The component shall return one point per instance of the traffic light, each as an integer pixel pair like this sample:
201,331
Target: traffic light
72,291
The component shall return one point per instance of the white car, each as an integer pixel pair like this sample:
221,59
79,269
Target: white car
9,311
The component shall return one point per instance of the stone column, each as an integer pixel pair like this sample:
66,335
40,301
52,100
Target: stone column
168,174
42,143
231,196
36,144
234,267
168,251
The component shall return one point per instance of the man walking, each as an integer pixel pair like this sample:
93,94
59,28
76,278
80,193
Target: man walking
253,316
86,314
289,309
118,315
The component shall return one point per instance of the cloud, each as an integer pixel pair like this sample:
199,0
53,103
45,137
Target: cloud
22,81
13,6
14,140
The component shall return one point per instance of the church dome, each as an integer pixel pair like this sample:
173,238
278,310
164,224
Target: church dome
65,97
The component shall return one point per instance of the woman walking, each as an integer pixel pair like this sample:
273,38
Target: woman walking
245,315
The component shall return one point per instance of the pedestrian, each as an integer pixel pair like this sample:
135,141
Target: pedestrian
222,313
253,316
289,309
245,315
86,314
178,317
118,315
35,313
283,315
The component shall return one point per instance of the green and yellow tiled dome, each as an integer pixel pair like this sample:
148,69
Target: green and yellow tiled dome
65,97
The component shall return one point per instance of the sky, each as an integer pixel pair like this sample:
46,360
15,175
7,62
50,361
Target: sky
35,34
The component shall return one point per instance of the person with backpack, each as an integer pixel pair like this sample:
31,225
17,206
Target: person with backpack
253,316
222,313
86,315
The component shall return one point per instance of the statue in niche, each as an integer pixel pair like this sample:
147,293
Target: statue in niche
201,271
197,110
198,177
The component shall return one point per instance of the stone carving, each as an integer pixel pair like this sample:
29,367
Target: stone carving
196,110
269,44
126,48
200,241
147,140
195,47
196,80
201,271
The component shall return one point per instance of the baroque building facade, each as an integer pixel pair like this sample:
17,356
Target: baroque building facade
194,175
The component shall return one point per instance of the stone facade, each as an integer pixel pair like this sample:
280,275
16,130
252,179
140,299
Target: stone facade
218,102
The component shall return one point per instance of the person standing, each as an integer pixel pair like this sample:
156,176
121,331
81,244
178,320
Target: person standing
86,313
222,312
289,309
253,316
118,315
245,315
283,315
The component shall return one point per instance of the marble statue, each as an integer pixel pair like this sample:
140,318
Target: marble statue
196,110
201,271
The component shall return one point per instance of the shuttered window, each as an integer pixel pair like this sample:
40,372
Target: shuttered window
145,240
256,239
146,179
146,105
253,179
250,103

Written instruction: Recopy the entries above exactly, with every line included.

Correct output:
The component shall return one point per instance of the traffic light, each as an integer pixel pair like this sample:
201,331
Target: traffic light
72,291
The component shall return one point per instance of the white car, each as an integer pixel pair like this sample:
221,59
79,269
Target: white car
9,311
The component shall return one point per instance of the stone column, each as an integer pixel pair like this sample:
66,335
40,301
52,100
Target: stone column
168,174
42,143
231,196
36,144
234,267
168,251
The component shall return one point per instance of the man walking, each as an integer pixel pair like this sample:
93,94
59,28
76,278
80,193
Target: man walking
253,316
86,314
289,309
118,315
The component shall return one point per instance of the cloud, each as an integer pixel pair like this sample:
199,0
53,103
45,137
Target: cloud
22,81
13,6
14,140
The component shall return one point per instance of the church dome, each as an integer pixel pair like this sample:
173,238
278,310
164,224
Target: church dome
65,97
The component shall return one point per instance of the woman walking, each as an integer pixel pair like this sample:
273,38
Target: woman walking
245,315
The component shall return one point per instance of the pedestrian, each as an integer pixel pair like this sample:
135,141
Target: pedestrian
222,313
253,316
289,309
245,315
86,314
178,317
118,315
35,313
283,315
The component shall return one point per instance of the green and yellow tiled dome, each as an integer pixel pair like this sample:
148,69
Target: green and yellow tiled dome
65,97
The component shall return one point per instance of the sky, each as an integer pixel pair like this sample:
46,360
15,175
7,62
50,361
Target: sky
35,34
The component shall return one point per instance of the person with backpack, each as an integer pixel pair like this sample:
31,225
17,206
Target: person with backpack
253,316
222,313
86,315
The component shall return one point per instance of the statue in niche, each as an integer pixel pair like this sample:
147,293
Target: statue in niche
201,271
197,110
198,177
The component shall return one point per instance of the stone carving, each as an integer pixel pair like this sample:
29,367
Target: stone carving
196,110
269,44
126,48
200,241
147,140
195,47
196,80
201,271
The component shall return one point per instance of the baroque building facade, each as an integer pixel pair like this sample:
17,356
Target: baroque building facade
194,175
The component shall return one point per instance of the stone facade, each as an integer pixel pair like this sample:
280,275
16,130
252,179
140,299
Target: stone facade
218,102
The component shall return one point per instance of the person standing, each as an integer pixel pair like this sample:
156,176
121,331
81,244
178,320
Target: person standing
86,313
222,312
289,309
253,316
118,315
245,315
283,315
The component shall return one point per instance of the marble statue, each as an integer pixel pair like this sample:
140,318
Target: marble statue
196,110
201,271
The component shall return one point per instance of the shuttered window, each as an integer pixel pair like this sample:
40,372
Target: shuttered window
145,240
256,239
146,179
146,105
253,179
250,103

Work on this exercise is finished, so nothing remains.